To do:
**A.** Using the Holo3-35B-A3B overview, answer these:
(i) Under what license was the model released?
(ii) What score does Claude Opus 4.6 post on OSWorld-Verified?
(iii) How much did H Company raise in its 2024 seed round?
**B.** Pick up the Holo3-35B-A3B overview right after its final sentence and keep writing.

Holo3-35B-A3B
H Company's open-weight sparse MoE vision-language model purpose-built for desktop computer use, scoring 82.6% on OSWorld-Verified with only 3B active parameters.

Holo3-35B-A3B is a sparse Mixture-of-Experts vision-language model from Paris-based H Company, released March 31, 2026 under Apache 2.0. It's designed for one thing: controlling a computer. The model takes screenshots as input and outputs mouse clicks, keyboard actions, and multi-step plans to complete desktop tasks. With 35B total parameters but only 3B active at inference time, it reaches compute costs closer to a small model while posting benchmark scores that put it ahead of GPT-5.4 and Claude Opus 4.6 on the desktop computer use evaluation that matters most.
TL;DR
- Purpose-built desktop computer use VLM; not a general-purpose assistant
- 82.6% on OSWorld-Verified (as of July 1, 2026), 262K context, Apache 2.0 license
- Beats GPT-5.4 (75.0%) and Claude Opus 4.6 (72.7%) on OSWorld-Verified at roughly one-tenth the inference cost
H Company raised $220 million in a 2024 seed round led by Eric Schmidt, Amazon, and a group of European investors including Bernard Arnault and Xavier Niel. The founding team came largely from DeepMind: Laurent Sifre was a principal scientist who contributed to AlphaGo, AlphaFold, and AlphaStar. The company's focus since inception has been agentic AI - specifically, giving models the perception and decision-making skills to operate software the way a human does.

(Natural-language object grounding data)
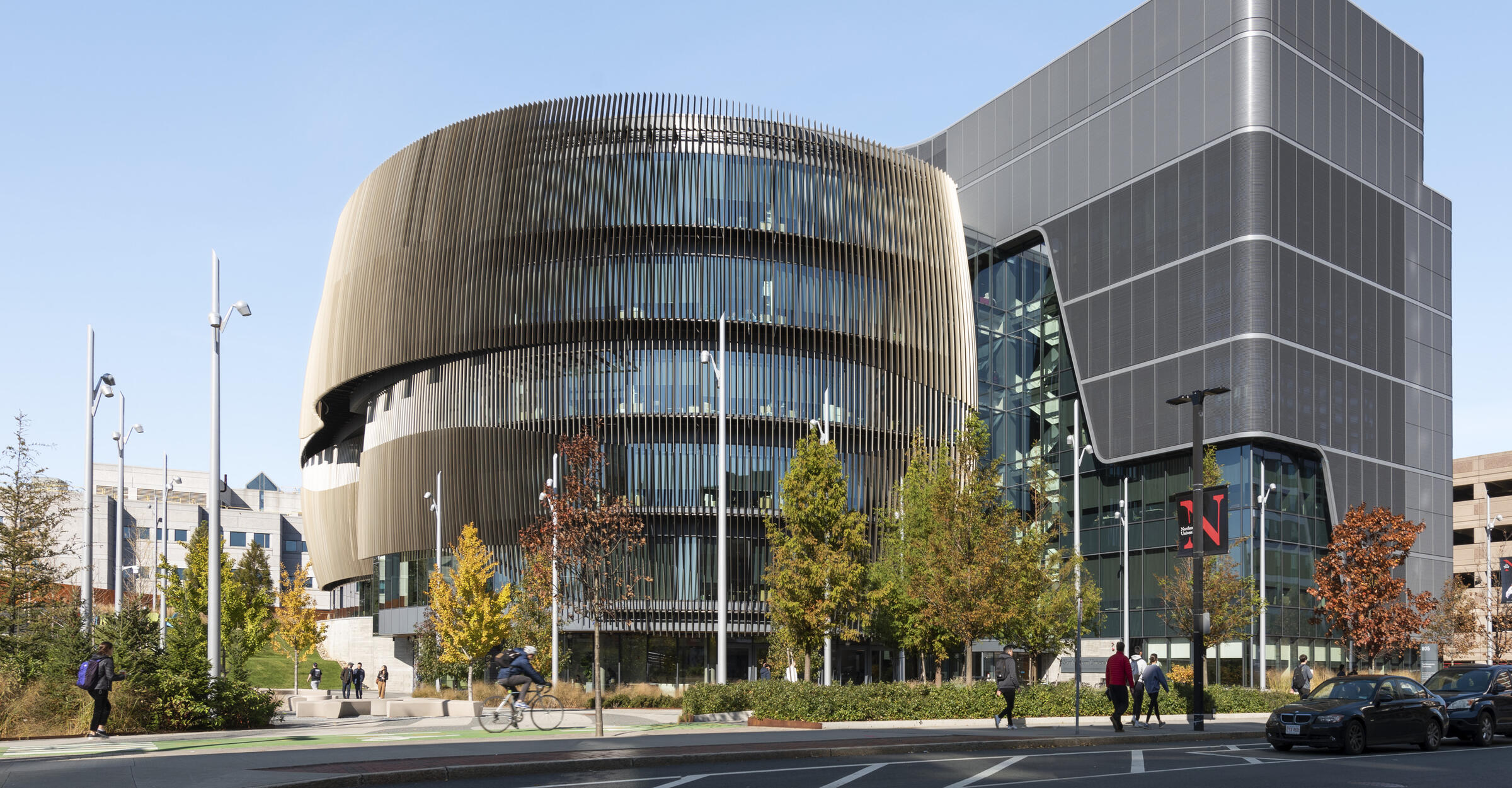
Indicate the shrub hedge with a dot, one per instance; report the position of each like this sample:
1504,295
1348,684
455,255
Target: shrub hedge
914,701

Answers for each item:
**A.**
(i) Apache 2.0
(ii) 72.7%
(iii) $220 million

**B.**
Holo3 is the first open-weight model they've shipped. The larger closed variant, Holo3-122B-A10B, is available via the H Company platform at $0.40/M input tokens. The open 35B-A3B sits below it with roughly comparable OSWorld performance at lower cost, making it the practical choice for developers building local or cloud-hosted desktop automation.
Key Specifications
| Specification | Details |
|---|---|
| Provider | H Company |
| Model Family | Holo3 |
| Parameters | 35B total, ~3B active (sparse MoE) |
| Architecture | Fine-tuned from Qwen3.5-35B-A3B |
| Context Window | 262,144 tokens |
| Input Price | $0.25/M tokens |
| Output Price | $1.80/M tokens |
| Release Date | March 31, 2026 |
| License | Apache 2.0 |
| Open Source | Yes (HuggingFace: Hcompany/Holo3-35B-A3B) |
| Modality | Vision + text (VLM) |
Benchmark Performance
The computer use leaderboard tracks OSWorld-Verified as the primary desktop AI benchmark. Scores represent accuracy on multi-step task completion in a desktop environment. Human baseline is 72.4%.
| Benchmark | Holo3-35B-A3B | Holo3-122B-A10B | GPT-5.4 | Claude Opus 4.6 |
|---|---|---|---|---|
| OSWorld-Verified | 82.6% | 78.8% | 75.0% | 72.7% |
| AndroidWorld | ~79.3% (Holo3.1) | - | - | - |
The 82.6% OSWorld-Verified score reflects the current state of the model as updated by the Holo3.1 release (June 2026). At original launch, the 35B-A3B scored 77.8% on OSWorld-Verified - already above GPT-5.4's 75.0%.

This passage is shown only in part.